Copyright for composers setting text to music

There are two main situations in writing music where composers must be aware of copyright issues. The first is in choosing words to set to music, the second is in protecting your copyright ownership of the finished work. Copyright law is a very complex issue and this text should not be taken as legal advice – it is simply a primer on issues to be aware of. Much of the information below is rooted in U.S. law, the further reading at the end of this section can direct you to resources on international copyright.

Some important terminology before we move into specific scenarios:


“Copyright is a form of protection grounded in the U.S. Constitution and granted by law for original works of authorship fixed in a tangible medium of expression. Copyright covers both published and unpublished works.” [from the US Copyright Office website,, retrieved 5/8/2020]

Fixed Form

In order for copyright protections to exist for literary, artistic or musical material, the work must be fixed into a tangible, stable and concrete form. Handwriting words in a notebook, typing words into a document, publishing them online, etc. all constitute fixed forms, the words have been captured in a concrete way. Speaking words out loud to another person without recording in some format is not considered fixed form.

Copyright Terms and the public domain

Works that are in the public domain are works that are not protected by copyright, they are free for the public to use in any manner. The most recent changes to U.S. Copyright law have meant that each year, more works enter into the public domain.

  • As of this writing in May 2020, works that were first published in the U.S. prior to 1925 are most likely in the public domain. (There are exceptions to this for some of the factors included below.)
  • A number of different regulations have been imposed on works first published in the U.S. between 1925 and 1989, meaning they may or may not be in the public domain depending on whether copyright was officially registered and whether the works were first published with notice. It is safest to assume that works within this timeframe are under copyright unless you can confirm otherwise. (The Cornell university resource at the end of this section can be helpful in confirming whether the works are currently in the public domain.)
  • For works written after 1977 that were first published after 1989, the copyright extends 70 years after the death of author. For works written before 1978 which were first published after 1989, the copyright term is either 70 years after the death of the author or 31 December 2047 (whichever comes later).
  • For works written after 2002, the copyright term is 70 years after the death of the author.

Further reading:

  • Cornell University maintains an excellent and concise resource on Copyright Terms and the public domain in the US. It includes additional information about copyright protections overseas. It can be accessed here:


1) The first likely situation where you will need to be familiar with copyright is in getting permission to set text in a musical work, for example for chorus or art song.

There are numerous scenarios where you might need to request copyright permission to set the words. Here are a few common ones:

Scenario a) You write your own original words to set to music. These words are not currently published anywhere.

               You do not need specific permission to set these words.

N.B. If your words are currently published (for example in a book of poetry, where typically the publisher owns the copyright), you will need to request permission as detailed in b) below.

· · · · ·

*SHORT PROBLEM 1*
Reproduce the records that follow, line for line and without changes.

Dataset excerpt
· · · · ·

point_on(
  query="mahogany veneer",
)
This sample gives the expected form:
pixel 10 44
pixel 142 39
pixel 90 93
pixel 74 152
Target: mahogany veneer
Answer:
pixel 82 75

· · · · ·

*SHORT PROBLEM 2*
Continue the text on copyright for composers setting words to music, starting right after its final sentence.

*EXPECTED OUTPUT 1*
point_on(
  query="mahogany veneer",
)
This sample gives the expected form:
pixel 10 44
pixel 142 39
pixel 90 93
pixel 74 152
Target: mahogany veneer
Answer:
pixel 82 75

*EXPECTED OUTPUT 2*
Scenario b) You use a text that is currently under copyright:

You will need to get permission from the copyright holder, in writing, before you can set these words. Please note that the author of the words may not be the copyright holder. If the words have been published through a traditional publisher, they typically will hold the copyright, and you will need their permission instead of the poet’s. If the poet is dead, their copyright may be held by an estate, whose permission you will need in that case.

Generally speaking, a good place to start is by requesting permissions from the publisher, and asking them for a list of any additional interested parties that need to sign off on your request. You may be asked to either pay a fee up front for use of the words, or to split any profit generated from sales/royalties/etc. of the resulting musical work.

Further reading:

[Below is a sample template you can adapt to request permission as needed]

Dear (Copyright owner),

I am a composer of concert music and am seeking permission to set the work of (writer’s name) to music. The specific text(s) I would like to use are:

(Title) (Which book it is published in) (page number(s))
(repeat for each additional text) (Title) (Which book it is published in) (page number(s))

I am also seeking permission:

  • to have the text printed in a public program
  • to have the resulting musical work performed publicly indefinitely
  • to have the resulting musical work video and audio recorded and used for social media and marketing purposes
  • to have the resulting musical work recorded and distributed commercially
  • to have the resulting musical work published and made available for sale/rental 
  • (Any other specific permissions that are important to the future life of the work beyond initial performance)

    (Anything personal you would like to add. This could include why you want to use these particular texts, a link to samples of other texts you have set, information about any larger projects the work will be connected to, and a polite thank you.)

    [Sign off including your contact information and website]

Scenario c) You use a text that is in the public domain.

               You do not need permission to set these words.

Scenario d) You use a foreign-language text that is in the public domain, but the translation falls under current copyright protection.

You will need to request permission to set the translation from the text translator (and their publisher, if this translation appears in print.)

Other possible circumstances that may be less clear:

Scenario e) Spoken quotes.

If a public personality says something in an interview or in a public speech, the copyright issue seems to be much more ambiguous. In a very general sense, spoken words (speech, interviews) are treated as “ideas”, meaning that copyright law does not extend to them. However, if the speaker set the words in a “fixed form” (even so far as writing out a speech for their own use) the words are now under copyright protection and you need permission to use them.

2) The second circumstance in which you will need to be aware of copyright is in protecting your ownership of the completed work.

Whether or not your music contains words, by putting your musical work in a fixed form (for example, a score or recording), the work is entitled to copyright protection. (While many composers choose to include a copyright logo with their published works as a reminder of the ownership, in actual fact this is not necessary – once the work is fixed, it is automatically copyrighted.)

This means that you (as the creator and copyright owner) hold the exclusive rights to:

  • Authorize reproduction of that work on a record/cd/streaming platform, (aka Reproduction right)
  • Authorize issue of licenses that enable a record company to reproduce and distribute recordings of your work. (aka Mechanical license)
  • Issue license for a work to be synchronized with visual media (used in a film/commercial/etc) (aka Synchronization license)
  • Authorize public performance of the work. (aka Performing right)

Two points to note, however:

1) If you publish the work through a traditional publishing contract, your copyright may pass to the publisher. Read your contract carefully and consult with an attorney if needed.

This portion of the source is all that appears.